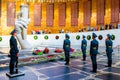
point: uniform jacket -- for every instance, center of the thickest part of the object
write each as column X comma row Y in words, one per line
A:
column 66, row 45
column 83, row 45
column 109, row 45
column 94, row 47
column 13, row 46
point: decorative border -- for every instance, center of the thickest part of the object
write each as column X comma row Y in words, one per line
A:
column 0, row 39
column 77, row 37
column 88, row 37
column 100, row 37
column 46, row 37
column 35, row 37
column 113, row 37
column 56, row 37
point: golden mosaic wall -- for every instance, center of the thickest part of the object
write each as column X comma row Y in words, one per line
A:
column 5, row 30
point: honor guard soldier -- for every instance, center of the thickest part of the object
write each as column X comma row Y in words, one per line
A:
column 93, row 52
column 66, row 47
column 13, row 52
column 109, row 50
column 83, row 48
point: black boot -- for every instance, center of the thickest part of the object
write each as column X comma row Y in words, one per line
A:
column 110, row 63
column 95, row 70
column 84, row 57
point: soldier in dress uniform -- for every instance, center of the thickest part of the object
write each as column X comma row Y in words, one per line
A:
column 83, row 47
column 13, row 52
column 93, row 52
column 109, row 50
column 66, row 47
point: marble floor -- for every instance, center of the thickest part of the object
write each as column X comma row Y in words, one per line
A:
column 77, row 70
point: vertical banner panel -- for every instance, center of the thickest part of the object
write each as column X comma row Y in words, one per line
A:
column 50, row 14
column 62, row 14
column 37, row 14
column 10, row 13
column 87, row 13
column 74, row 13
column 112, row 11
column 0, row 7
column 116, row 16
column 115, row 11
column 84, row 13
column 100, row 11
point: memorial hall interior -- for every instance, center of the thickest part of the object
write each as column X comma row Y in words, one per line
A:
column 55, row 15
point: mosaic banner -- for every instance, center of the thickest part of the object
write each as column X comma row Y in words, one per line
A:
column 100, row 11
column 0, row 7
column 87, row 12
column 10, row 13
column 62, row 14
column 74, row 13
column 37, row 14
column 114, row 11
column 49, row 14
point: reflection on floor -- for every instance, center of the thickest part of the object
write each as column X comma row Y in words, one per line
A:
column 77, row 70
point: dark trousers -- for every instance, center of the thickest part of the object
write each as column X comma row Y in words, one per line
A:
column 109, row 56
column 94, row 62
column 13, row 63
column 67, row 57
column 84, row 55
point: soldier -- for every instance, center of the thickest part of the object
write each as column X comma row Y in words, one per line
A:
column 66, row 47
column 83, row 48
column 93, row 52
column 109, row 50
column 13, row 52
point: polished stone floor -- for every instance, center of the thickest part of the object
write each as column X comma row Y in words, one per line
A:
column 77, row 70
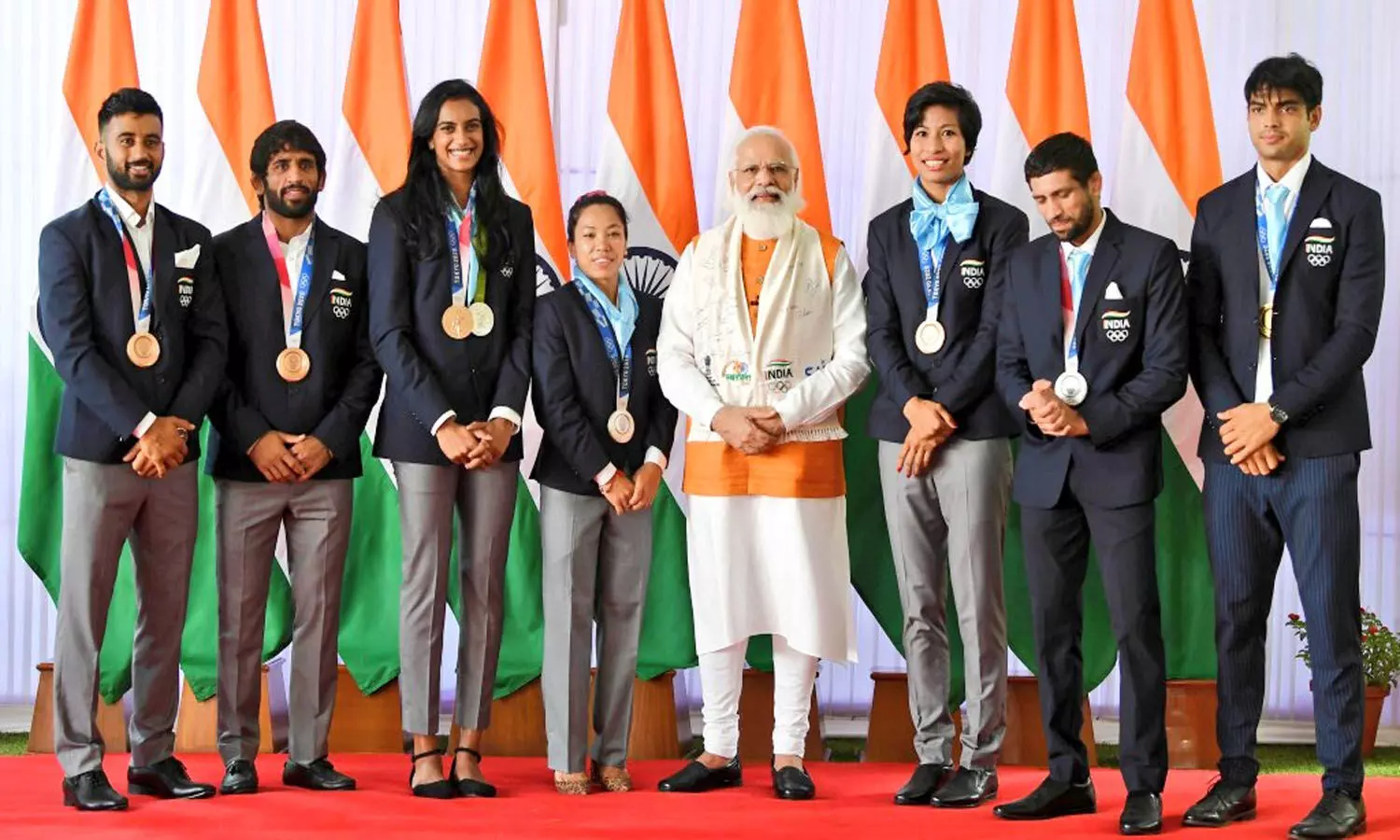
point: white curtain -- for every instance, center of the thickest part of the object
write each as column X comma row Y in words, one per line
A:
# # # # # # #
* [EXERCISE BRIEF] Please format all of the data above as a numbered list, one line per item, with blank lines dropped and the pictures left out.

* [WRITTEN REPLY]
1. point: uniform jacket -- for every instance, center of the thickest part of the object
2. write each as column X comma row Y in words, one per line
3. A:
4. column 66, row 45
5. column 83, row 45
6. column 109, row 45
7. column 94, row 47
8. column 13, row 46
9. point: decorative border -- for every instance, center of the thickest part of the object
10. write each as column X comma row Y in words, one per line
11. A:
12. column 0, row 39
13. column 77, row 37
14. column 88, row 37
15. column 100, row 37
16. column 46, row 37
17. column 35, row 37
18. column 113, row 37
19. column 56, row 37
20. point: golden mosaic wall -- for every instance, center of the thickest part of the object
21. write each as column X comma row Y in words, one per line
22. A:
23. column 5, row 30
24. point: honor guard soldier -- for every instance, center of the thickest part of the object
25. write each as column X comma row Y in words, one per line
26. A:
27. column 93, row 52
28. column 66, row 47
29. column 13, row 52
30. column 109, row 50
31. column 83, row 48
32. point: black boot -- for every instance, center of the thickest part of the object
33. write each as column X comma row Y in words, one per line
34. A:
35. column 110, row 63
36. column 95, row 70
37. column 84, row 57
38. point: soldier in dress uniform -- for every instance, center of the thickest part of the object
39. write each as column X comma row Y in words, one per line
40. A:
41. column 83, row 47
42. column 13, row 52
43. column 93, row 52
44. column 109, row 50
45. column 66, row 47
46. point: marble floor -- for every instance, center of the thickest part of the object
47. write each as column X comma row Y in words, one per line
48. A:
49. column 77, row 70
50. point: vertical banner panel -- for every instance, center of the thickest part of the object
51. write each as column X comma row Y in words, one per line
52. A:
53. column 50, row 14
54. column 62, row 14
55. column 37, row 14
56. column 10, row 13
57. column 87, row 13
58. column 74, row 13
59. column 112, row 11
60. column 0, row 7
61. column 116, row 16
62. column 115, row 11
63. column 84, row 13
64. column 100, row 11
65. point: memorial hall interior -- for every instance, center of the thickest part of the object
66. write each as column X comma row Y in words, one per line
67. A:
68. column 55, row 15
69. point: mosaic banner -- for every instance, center of the thickest part of the object
70. write each as column X comma row Y in words, one per line
71. A:
72. column 100, row 11
73. column 0, row 7
74. column 87, row 12
75. column 10, row 13
76. column 62, row 14
77. column 74, row 13
78. column 37, row 14
79. column 114, row 11
80. column 49, row 14
81. point: reflection on floor -- for every instance, center of the thickest part of the object
82. write each as column X comma row Y in words, one per line
83. A:
84. column 77, row 70
85. point: dark trousers -- for every instance, center of the thickest part of the object
86. write each as column X comma row Y in words, one per line
87. A:
88. column 109, row 56
89. column 94, row 62
90. column 13, row 63
91. column 67, row 57
92. column 84, row 55
93. point: soldier -- for every instance, center of the thickest part of the object
94. write each as column X comma row Y in words, one per line
95. A:
96. column 66, row 47
97. column 83, row 48
98. column 93, row 52
99. column 109, row 50
100. column 13, row 52
101. point: polished stone floor -- for every instance, center of the thickest part of the object
102. write each as column X comma row Y in words, one per line
103. A:
104. column 77, row 70
105. point: white curtain -- for every instance, center of the thickest part of the object
106. write each as column X comma row Y in words, one per line
107. A:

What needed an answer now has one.